■ DATA IN THIS EXERCISE
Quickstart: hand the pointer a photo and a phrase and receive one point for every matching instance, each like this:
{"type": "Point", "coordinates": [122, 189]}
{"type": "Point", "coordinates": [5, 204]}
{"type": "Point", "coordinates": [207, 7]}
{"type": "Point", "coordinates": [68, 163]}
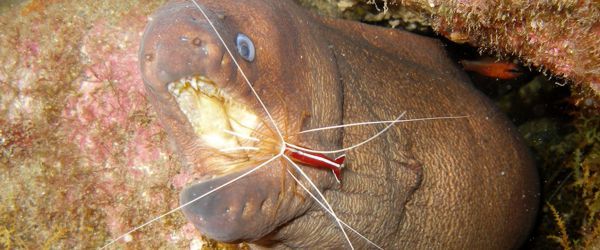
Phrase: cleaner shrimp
{"type": "Point", "coordinates": [281, 148]}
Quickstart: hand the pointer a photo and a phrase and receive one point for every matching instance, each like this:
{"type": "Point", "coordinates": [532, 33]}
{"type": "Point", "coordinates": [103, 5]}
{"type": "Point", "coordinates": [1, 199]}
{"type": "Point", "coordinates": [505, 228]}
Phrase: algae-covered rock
{"type": "Point", "coordinates": [560, 37]}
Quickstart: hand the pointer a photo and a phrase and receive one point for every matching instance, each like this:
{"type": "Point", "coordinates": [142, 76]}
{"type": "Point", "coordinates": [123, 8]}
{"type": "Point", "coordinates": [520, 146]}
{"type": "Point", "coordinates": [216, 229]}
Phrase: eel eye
{"type": "Point", "coordinates": [245, 47]}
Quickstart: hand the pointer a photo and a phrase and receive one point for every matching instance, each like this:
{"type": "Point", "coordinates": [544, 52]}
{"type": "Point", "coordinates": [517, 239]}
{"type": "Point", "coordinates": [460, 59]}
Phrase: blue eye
{"type": "Point", "coordinates": [245, 47]}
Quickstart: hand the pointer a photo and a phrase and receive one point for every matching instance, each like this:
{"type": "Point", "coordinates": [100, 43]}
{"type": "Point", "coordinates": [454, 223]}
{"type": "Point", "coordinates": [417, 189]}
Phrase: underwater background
{"type": "Point", "coordinates": [77, 135]}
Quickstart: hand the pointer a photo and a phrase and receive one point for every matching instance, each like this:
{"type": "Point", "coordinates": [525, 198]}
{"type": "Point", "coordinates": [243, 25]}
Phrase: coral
{"type": "Point", "coordinates": [82, 156]}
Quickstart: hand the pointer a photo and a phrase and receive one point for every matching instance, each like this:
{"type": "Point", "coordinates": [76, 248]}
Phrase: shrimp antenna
{"type": "Point", "coordinates": [353, 146]}
{"type": "Point", "coordinates": [331, 212]}
{"type": "Point", "coordinates": [381, 122]}
{"type": "Point", "coordinates": [240, 69]}
{"type": "Point", "coordinates": [337, 220]}
{"type": "Point", "coordinates": [192, 201]}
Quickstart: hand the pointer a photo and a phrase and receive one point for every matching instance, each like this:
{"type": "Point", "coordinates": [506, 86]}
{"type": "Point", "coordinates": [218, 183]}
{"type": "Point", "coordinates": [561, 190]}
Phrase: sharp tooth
{"type": "Point", "coordinates": [194, 85]}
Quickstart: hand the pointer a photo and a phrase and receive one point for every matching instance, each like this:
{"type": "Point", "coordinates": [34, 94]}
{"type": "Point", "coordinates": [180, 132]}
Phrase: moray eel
{"type": "Point", "coordinates": [454, 184]}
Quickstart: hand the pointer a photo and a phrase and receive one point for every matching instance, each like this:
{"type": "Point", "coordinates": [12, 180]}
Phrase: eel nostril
{"type": "Point", "coordinates": [149, 57]}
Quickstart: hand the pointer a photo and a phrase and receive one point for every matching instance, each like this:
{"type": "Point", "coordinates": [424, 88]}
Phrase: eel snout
{"type": "Point", "coordinates": [210, 114]}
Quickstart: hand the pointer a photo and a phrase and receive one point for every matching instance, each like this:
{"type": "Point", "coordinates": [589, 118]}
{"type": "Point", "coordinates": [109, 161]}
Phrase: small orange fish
{"type": "Point", "coordinates": [495, 69]}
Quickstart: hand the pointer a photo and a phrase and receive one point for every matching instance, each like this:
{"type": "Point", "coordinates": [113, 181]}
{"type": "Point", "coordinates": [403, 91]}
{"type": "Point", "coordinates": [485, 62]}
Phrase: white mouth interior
{"type": "Point", "coordinates": [219, 121]}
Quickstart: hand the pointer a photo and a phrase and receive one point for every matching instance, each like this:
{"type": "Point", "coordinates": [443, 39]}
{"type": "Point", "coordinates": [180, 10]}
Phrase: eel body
{"type": "Point", "coordinates": [464, 183]}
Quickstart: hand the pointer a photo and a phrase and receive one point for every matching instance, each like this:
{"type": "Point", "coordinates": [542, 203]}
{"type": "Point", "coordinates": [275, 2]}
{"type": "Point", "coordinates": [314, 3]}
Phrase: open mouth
{"type": "Point", "coordinates": [226, 129]}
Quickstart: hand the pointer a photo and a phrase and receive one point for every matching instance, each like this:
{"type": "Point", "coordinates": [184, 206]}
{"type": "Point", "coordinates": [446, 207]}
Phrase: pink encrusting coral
{"type": "Point", "coordinates": [110, 97]}
{"type": "Point", "coordinates": [83, 158]}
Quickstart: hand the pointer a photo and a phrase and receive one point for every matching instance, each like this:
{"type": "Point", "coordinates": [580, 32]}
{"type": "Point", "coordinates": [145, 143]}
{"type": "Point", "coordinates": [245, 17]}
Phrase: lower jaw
{"type": "Point", "coordinates": [225, 133]}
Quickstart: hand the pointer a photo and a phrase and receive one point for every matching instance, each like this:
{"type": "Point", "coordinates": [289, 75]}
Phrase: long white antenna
{"type": "Point", "coordinates": [351, 147]}
{"type": "Point", "coordinates": [331, 212]}
{"type": "Point", "coordinates": [381, 122]}
{"type": "Point", "coordinates": [240, 69]}
{"type": "Point", "coordinates": [190, 202]}
{"type": "Point", "coordinates": [322, 197]}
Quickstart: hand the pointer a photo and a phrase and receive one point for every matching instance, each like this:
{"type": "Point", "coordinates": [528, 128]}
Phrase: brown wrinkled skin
{"type": "Point", "coordinates": [451, 184]}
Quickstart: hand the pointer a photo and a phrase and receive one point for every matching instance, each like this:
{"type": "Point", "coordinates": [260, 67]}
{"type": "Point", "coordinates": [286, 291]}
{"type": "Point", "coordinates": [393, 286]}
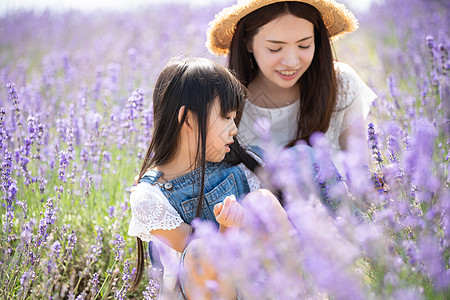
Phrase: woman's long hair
{"type": "Point", "coordinates": [194, 84]}
{"type": "Point", "coordinates": [318, 87]}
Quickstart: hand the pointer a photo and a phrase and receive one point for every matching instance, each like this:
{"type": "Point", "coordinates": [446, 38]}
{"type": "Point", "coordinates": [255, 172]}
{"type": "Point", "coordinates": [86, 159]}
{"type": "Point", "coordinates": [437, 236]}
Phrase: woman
{"type": "Point", "coordinates": [281, 51]}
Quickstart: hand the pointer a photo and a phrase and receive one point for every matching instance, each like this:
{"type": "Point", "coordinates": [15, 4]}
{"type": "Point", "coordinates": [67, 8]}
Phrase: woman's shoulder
{"type": "Point", "coordinates": [345, 74]}
{"type": "Point", "coordinates": [348, 83]}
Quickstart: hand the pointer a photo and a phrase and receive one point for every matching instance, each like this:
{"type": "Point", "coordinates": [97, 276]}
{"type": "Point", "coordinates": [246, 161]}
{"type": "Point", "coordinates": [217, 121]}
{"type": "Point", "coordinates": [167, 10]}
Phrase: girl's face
{"type": "Point", "coordinates": [283, 49]}
{"type": "Point", "coordinates": [220, 133]}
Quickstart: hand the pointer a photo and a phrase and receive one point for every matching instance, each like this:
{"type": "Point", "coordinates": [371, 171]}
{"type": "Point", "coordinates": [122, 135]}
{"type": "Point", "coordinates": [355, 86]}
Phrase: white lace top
{"type": "Point", "coordinates": [353, 100]}
{"type": "Point", "coordinates": [150, 209]}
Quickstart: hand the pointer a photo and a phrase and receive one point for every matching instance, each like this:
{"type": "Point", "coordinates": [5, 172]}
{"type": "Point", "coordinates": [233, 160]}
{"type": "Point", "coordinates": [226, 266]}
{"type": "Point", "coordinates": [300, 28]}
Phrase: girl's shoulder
{"type": "Point", "coordinates": [150, 210]}
{"type": "Point", "coordinates": [146, 192]}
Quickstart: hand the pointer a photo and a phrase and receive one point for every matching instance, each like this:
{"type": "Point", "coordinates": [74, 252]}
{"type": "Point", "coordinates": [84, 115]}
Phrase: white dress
{"type": "Point", "coordinates": [354, 98]}
{"type": "Point", "coordinates": [151, 210]}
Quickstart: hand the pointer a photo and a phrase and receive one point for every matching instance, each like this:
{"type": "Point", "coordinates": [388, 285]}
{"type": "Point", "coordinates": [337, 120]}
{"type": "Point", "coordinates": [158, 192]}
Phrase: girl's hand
{"type": "Point", "coordinates": [229, 213]}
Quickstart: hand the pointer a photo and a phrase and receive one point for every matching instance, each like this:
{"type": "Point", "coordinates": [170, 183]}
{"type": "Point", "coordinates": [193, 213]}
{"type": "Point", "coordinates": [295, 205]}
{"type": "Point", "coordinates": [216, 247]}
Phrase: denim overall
{"type": "Point", "coordinates": [221, 180]}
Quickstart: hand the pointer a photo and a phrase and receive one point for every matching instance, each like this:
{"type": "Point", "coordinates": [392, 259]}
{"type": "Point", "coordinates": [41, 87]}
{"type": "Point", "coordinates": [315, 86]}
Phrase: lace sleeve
{"type": "Point", "coordinates": [150, 210]}
{"type": "Point", "coordinates": [354, 96]}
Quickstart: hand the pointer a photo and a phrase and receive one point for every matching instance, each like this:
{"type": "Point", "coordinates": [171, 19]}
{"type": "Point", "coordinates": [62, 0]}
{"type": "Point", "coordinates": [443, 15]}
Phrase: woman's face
{"type": "Point", "coordinates": [283, 49]}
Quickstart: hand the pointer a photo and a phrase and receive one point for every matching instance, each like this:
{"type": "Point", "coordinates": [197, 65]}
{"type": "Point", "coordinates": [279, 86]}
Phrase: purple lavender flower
{"type": "Point", "coordinates": [111, 211]}
{"type": "Point", "coordinates": [119, 244]}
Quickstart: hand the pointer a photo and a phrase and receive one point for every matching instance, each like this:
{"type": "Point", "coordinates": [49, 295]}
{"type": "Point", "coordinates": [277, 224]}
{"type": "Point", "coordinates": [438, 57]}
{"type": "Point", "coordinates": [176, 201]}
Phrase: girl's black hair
{"type": "Point", "coordinates": [193, 83]}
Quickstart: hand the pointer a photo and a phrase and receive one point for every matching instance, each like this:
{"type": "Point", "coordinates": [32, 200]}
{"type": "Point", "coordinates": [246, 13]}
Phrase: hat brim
{"type": "Point", "coordinates": [337, 18]}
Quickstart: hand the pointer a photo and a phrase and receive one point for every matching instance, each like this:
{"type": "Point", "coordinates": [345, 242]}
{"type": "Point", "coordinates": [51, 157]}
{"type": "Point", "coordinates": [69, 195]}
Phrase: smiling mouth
{"type": "Point", "coordinates": [287, 73]}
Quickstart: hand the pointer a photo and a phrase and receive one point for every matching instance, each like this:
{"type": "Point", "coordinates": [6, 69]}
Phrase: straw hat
{"type": "Point", "coordinates": [337, 18]}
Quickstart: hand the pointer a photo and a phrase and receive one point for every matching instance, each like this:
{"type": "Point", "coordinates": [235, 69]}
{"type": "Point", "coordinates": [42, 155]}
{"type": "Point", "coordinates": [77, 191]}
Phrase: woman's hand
{"type": "Point", "coordinates": [229, 213]}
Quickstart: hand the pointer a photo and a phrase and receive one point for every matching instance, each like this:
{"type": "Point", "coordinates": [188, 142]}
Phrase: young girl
{"type": "Point", "coordinates": [194, 167]}
{"type": "Point", "coordinates": [281, 51]}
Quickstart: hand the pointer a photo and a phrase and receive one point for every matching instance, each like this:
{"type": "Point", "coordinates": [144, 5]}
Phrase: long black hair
{"type": "Point", "coordinates": [318, 86]}
{"type": "Point", "coordinates": [193, 83]}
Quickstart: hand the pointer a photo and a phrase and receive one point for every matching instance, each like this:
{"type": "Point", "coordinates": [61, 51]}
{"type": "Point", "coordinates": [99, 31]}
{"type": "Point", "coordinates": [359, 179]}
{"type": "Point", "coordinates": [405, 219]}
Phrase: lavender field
{"type": "Point", "coordinates": [75, 121]}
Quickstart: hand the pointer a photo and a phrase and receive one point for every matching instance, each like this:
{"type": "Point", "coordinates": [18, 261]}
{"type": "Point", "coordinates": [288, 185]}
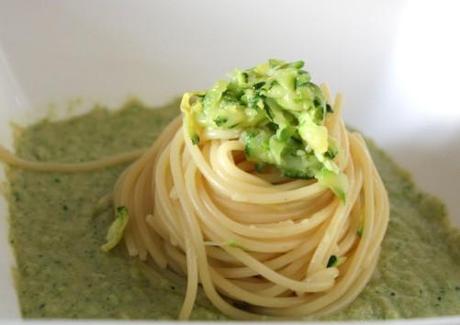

■ WHAT IS NEEDED
Report every line of the data above that contains the word "lace", with case counting.

■ EXERCISE SOLUTION
Phrase: white lace top
Phrase: lace sleeve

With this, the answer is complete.